> [Aim of the exercise] Rewrite every one of the records below so that each "placing one marker per instance" becomes "placing a separate marker on each instance", leaving all other text unchanged.

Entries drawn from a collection

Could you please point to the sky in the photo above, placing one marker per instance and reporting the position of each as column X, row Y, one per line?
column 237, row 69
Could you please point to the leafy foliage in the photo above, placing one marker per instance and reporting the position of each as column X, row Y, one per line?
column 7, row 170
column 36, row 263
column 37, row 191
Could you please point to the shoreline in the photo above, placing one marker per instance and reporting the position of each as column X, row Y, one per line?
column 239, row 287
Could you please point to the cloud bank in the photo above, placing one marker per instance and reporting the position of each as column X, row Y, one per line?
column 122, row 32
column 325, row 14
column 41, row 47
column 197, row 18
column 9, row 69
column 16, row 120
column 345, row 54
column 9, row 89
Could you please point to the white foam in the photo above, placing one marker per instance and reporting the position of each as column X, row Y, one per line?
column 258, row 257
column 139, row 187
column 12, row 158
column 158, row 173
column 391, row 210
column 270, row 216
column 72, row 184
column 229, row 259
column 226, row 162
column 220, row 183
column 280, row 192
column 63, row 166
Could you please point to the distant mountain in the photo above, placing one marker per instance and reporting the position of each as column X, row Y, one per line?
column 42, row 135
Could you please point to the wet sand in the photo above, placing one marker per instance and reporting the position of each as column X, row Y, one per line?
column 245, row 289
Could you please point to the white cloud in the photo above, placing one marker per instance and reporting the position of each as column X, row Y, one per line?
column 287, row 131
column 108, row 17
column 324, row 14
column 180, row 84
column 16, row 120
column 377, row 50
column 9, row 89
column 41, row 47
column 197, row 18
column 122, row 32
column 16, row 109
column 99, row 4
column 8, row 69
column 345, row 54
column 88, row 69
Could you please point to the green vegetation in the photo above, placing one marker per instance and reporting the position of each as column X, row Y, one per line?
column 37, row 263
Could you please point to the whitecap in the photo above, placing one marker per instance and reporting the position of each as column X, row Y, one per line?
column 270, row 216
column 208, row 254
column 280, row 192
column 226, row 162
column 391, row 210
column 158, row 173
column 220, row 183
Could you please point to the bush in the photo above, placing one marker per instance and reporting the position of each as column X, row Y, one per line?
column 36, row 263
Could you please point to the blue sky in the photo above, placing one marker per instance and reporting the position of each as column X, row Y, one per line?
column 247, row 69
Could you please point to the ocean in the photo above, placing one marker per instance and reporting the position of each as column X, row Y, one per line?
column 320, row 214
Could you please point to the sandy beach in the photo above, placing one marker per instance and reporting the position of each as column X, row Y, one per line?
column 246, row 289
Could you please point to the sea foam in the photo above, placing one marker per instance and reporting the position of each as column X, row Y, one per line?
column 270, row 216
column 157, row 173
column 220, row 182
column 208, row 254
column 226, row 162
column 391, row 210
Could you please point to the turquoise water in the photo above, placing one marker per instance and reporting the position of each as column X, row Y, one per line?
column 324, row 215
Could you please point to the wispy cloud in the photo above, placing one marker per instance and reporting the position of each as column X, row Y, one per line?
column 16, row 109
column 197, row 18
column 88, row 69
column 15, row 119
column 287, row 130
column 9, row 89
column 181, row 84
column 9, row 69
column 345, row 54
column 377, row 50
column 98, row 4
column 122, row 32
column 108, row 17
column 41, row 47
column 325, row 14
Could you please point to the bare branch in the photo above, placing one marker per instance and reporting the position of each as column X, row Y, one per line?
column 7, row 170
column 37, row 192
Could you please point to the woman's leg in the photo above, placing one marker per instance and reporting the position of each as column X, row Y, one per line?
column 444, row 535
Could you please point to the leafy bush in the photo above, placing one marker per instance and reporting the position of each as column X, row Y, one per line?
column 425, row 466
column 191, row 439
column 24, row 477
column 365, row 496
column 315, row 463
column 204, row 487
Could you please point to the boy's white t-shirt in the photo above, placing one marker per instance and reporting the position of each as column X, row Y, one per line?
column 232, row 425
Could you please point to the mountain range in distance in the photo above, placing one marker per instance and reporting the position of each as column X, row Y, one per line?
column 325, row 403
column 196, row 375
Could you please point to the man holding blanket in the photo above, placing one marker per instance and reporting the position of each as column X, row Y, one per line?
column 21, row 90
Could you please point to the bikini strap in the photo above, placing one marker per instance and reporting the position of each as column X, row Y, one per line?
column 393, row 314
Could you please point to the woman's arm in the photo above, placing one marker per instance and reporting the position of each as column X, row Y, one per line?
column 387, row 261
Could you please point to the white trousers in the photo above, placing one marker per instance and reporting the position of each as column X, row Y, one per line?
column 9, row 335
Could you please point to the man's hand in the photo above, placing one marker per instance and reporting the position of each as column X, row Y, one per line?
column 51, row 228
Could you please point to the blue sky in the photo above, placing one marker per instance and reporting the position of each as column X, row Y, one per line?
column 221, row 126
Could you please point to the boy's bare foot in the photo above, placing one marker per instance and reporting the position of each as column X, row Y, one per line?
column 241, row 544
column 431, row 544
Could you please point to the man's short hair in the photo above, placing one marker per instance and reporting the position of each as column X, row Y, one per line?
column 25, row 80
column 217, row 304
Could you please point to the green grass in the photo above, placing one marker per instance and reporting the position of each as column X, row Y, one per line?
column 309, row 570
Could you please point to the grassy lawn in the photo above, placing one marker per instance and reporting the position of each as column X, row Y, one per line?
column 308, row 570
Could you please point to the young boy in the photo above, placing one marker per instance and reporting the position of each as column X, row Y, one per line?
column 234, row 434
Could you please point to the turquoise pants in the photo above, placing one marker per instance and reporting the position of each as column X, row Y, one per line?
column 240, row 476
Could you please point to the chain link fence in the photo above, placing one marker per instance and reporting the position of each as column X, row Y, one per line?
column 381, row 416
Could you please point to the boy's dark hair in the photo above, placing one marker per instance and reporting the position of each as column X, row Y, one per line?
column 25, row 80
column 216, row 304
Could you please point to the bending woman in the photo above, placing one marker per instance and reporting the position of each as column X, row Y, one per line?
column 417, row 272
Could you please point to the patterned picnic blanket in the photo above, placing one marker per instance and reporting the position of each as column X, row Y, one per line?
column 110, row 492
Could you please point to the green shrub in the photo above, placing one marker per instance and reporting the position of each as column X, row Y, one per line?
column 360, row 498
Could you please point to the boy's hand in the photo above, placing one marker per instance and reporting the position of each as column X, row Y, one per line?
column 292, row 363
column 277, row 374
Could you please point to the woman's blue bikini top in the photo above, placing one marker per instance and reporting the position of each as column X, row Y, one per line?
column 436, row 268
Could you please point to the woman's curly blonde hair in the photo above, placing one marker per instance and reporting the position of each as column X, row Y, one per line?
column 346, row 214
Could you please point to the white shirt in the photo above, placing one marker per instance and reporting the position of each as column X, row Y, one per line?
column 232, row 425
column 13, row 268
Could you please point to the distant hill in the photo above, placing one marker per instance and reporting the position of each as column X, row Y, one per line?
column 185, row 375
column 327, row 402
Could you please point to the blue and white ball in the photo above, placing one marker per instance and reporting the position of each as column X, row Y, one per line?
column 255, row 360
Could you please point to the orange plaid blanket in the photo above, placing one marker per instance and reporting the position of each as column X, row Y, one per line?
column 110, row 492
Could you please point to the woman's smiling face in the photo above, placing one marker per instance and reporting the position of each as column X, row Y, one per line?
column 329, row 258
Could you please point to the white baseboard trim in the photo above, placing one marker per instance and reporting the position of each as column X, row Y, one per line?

> [Answer to this problem]
Could you please point to the sky in the photo above, placing a separate marker on each instance and reporting the position of each as column X, row Y, one per line?
column 237, row 69
Could you please point to the leafy foliage in the photo above, placing a separate marker on each instance and reporting the position of each as column X, row Y, one per line?
column 7, row 170
column 36, row 263
column 37, row 191
Could you please point to the shoreline in the photo above, placing a separate marker on each instance and reporting the position of each as column X, row Y, one per line?
column 239, row 287
Could you please point to the cloud bank in the photo above, placing a separate marker on each instance and reporting the position of each as column X, row Y, one per line?
column 122, row 32
column 325, row 14
column 41, row 47
column 197, row 18
column 9, row 69
column 16, row 120
column 345, row 54
column 9, row 89
Could you please point to the white foam in the photo above, placing a separate marker on each instance and reporting the position of each as column X, row Y, one per line?
column 258, row 257
column 139, row 187
column 12, row 158
column 158, row 173
column 391, row 210
column 270, row 216
column 72, row 184
column 229, row 259
column 226, row 162
column 220, row 183
column 280, row 192
column 63, row 166
Could you please point to the distant mountain in the photo above, placing a separate marker on each instance and reporting the position of each as column X, row Y, one per line?
column 42, row 135
Could you please point to the wet sand in the photo above, placing a separate marker on each instance and reporting the position of each as column X, row Y, one per line?
column 245, row 289
Could you please point to the white cloud in the photo above, placing a separate marker on each instance and reporting the position of each as column X, row Y, one per line?
column 287, row 131
column 108, row 17
column 324, row 14
column 180, row 84
column 16, row 120
column 377, row 50
column 9, row 89
column 41, row 47
column 197, row 18
column 122, row 32
column 16, row 109
column 99, row 4
column 8, row 69
column 345, row 54
column 88, row 69
Could you please point to the green vegetation in the photo above, placing a separate marker on each instance and reporting the position of each as column X, row Y, one per line?
column 37, row 263
Could you please point to the whitecap in the photo above, placing a separate marker on each instance and reporting the position of each as column X, row Y, one per line?
column 270, row 216
column 208, row 254
column 280, row 192
column 226, row 162
column 391, row 210
column 158, row 173
column 220, row 183
Could you please point to the bush in the photo above, placing a separate marker on each instance and reporting the position of each as column X, row Y, one per line?
column 36, row 263
Could you please point to the blue sky in the photo above, placing a separate marker on each instance and reporting the position of each as column X, row Y, one per line?
column 247, row 69
Could you please point to the ocean in the photo above, placing a separate marker on each instance and reporting the position of each as column X, row Y, one per line?
column 320, row 214
Could you please point to the sandy beach in the photo above, placing a separate marker on each instance and reporting the position of each as column X, row Y, one per line?
column 246, row 289
Could you please point to the sea foam in the photo above, placing a separate marker on each instance and reporting the position of each as column X, row Y, one per line?
column 270, row 216
column 157, row 173
column 220, row 182
column 208, row 254
column 226, row 162
column 391, row 210
Could you please point to the turquoise water in the photo above, placing a separate marker on each instance and reporting the position of each as column X, row Y, one per line?
column 324, row 215
Could you please point to the wispy cloud in the photo above, placing a separate marker on each instance and reporting the position of each as column X, row Y, one per line?
column 16, row 109
column 197, row 18
column 88, row 69
column 15, row 119
column 287, row 130
column 9, row 89
column 181, row 84
column 9, row 69
column 345, row 54
column 377, row 50
column 98, row 4
column 122, row 32
column 108, row 17
column 41, row 47
column 325, row 14
Could you please point to the bare branch in the photo above, placing a separate marker on each instance and reporting the position of each as column X, row Y, one per line?
column 7, row 170
column 37, row 192
Could you please point to the woman's leg in the photo above, placing a separate marker on each instance and reporting the position of each as column X, row Y, one per line?
column 444, row 535
Could you please point to the leafy bush in the photo above, placing a separate marker on each instance and reporting the position of each as column X, row Y, one per line?
column 425, row 466
column 191, row 439
column 24, row 477
column 365, row 496
column 315, row 463
column 204, row 487
Could you please point to the boy's white t-shirt in the photo above, placing a separate marker on each instance and reporting the position of each as column X, row Y, one per line?
column 232, row 425
Could you please point to the mountain range in distance in the photo above, placing a separate marker on each instance and reporting the position of each as column X, row Y, one per line?
column 325, row 403
column 196, row 375
Could you please point to the man holding blanket in the photo above, placing a separate marker on each instance and reporting the position of each as column X, row Y, one per line?
column 21, row 90
Could you please point to the bikini strap in the photo above, placing a separate marker on each instance and reporting the position of each as column X, row Y, one per line?
column 393, row 314
Could you please point to the woman's arm in the photo above, placing a separate marker on each instance and reporting the position of each as column X, row Y, one per line?
column 387, row 261
Could you please point to the white trousers in the photo above, placing a separate marker on each instance and reporting the position of each as column X, row Y, one per line?
column 9, row 335
Could you please point to the man's hand in the photo above, placing a separate marker on each instance and reporting the position of each as column X, row Y, one per line?
column 51, row 228
Could you please point to the blue sky in the photo above, placing a separate marker on each instance and reporting the position of each as column X, row Y, one per line?
column 221, row 126
Could you please point to the boy's bare foot in the photo above, placing a separate marker on each instance and reporting the position of each as column X, row Y, one per line?
column 241, row 544
column 431, row 544
Could you please point to the man's short hair in the photo above, placing a separate marker on each instance and reporting the position of each as column X, row Y, one per line?
column 25, row 80
column 217, row 304
Could you please point to the green grass in the photo above, placing a separate marker on each instance and reporting the position of each as column X, row Y, one per line?
column 309, row 570
Could you please point to the grassy lawn in the photo above, placing a separate marker on each instance and reporting the position of each as column X, row Y, one per line?
column 308, row 570
Could you please point to the young boy in the photo above, placing a separate marker on each instance and reporting the position of each as column X, row Y, one per line?
column 234, row 434
Could you please point to the turquoise pants in the photo above, placing a separate marker on each instance and reporting the position of each as column X, row Y, one per line?
column 240, row 476
Could you please point to the chain link fence in the photo above, placing a separate marker on each instance and reporting the position of each as column X, row Y, one per line?
column 381, row 416
Could you please point to the boy's dark hair in the photo above, placing a separate marker on each instance and reporting the position of each as column X, row Y, one per line?
column 25, row 80
column 216, row 304
Could you please point to the bending woman in the photo above, placing a separate marker on each instance and reporting the position of each as column X, row Y, one per line?
column 417, row 272
Could you please point to the patterned picnic blanket in the photo above, placing a separate marker on each instance and reporting the position of each as column X, row Y, one per line?
column 110, row 492
Could you please point to the green shrub in the photo above, placing a separate marker on each instance and reporting the position of each as column X, row Y, one per line?
column 360, row 498
Could you please point to the boy's hand in the photo above, placing a separate marker on each instance and reporting the position of each as column X, row Y, one per line?
column 292, row 363
column 277, row 374
Could you please point to the woman's blue bikini top in the photo above, placing a separate marker on each instance and reporting the position of each as column X, row Y, one per line?
column 436, row 268
Could you please point to the woman's curly blonde hair in the photo above, placing a separate marker on each instance and reporting the position of each as column X, row Y, one per line?
column 346, row 214
Could you please point to the white shirt in the photo above, placing a separate marker on each instance and reporting the position of each as column X, row Y, one per line?
column 232, row 425
column 13, row 268
Could you please point to the distant hill in the photo above, placing a separate marker on each instance and reporting the position of each as column X, row Y, one per line?
column 185, row 375
column 327, row 402
Could you please point to the blue and white ball in the photo above, placing a separate marker on each instance and reporting the position of each as column X, row Y, one per line?
column 255, row 360
Could you please point to the orange plaid blanket in the photo above, placing a separate marker on each instance and reporting the position of each as column X, row Y, one per line?
column 110, row 492
Could you please point to the woman's smiling face in the photo above, placing a separate marker on each instance and reporting the position of each as column X, row Y, one per line?
column 329, row 258
Could you please point to the white baseboard trim in the photo above, placing a separate marker on each instance and reporting the position of each as column X, row Y, one per line?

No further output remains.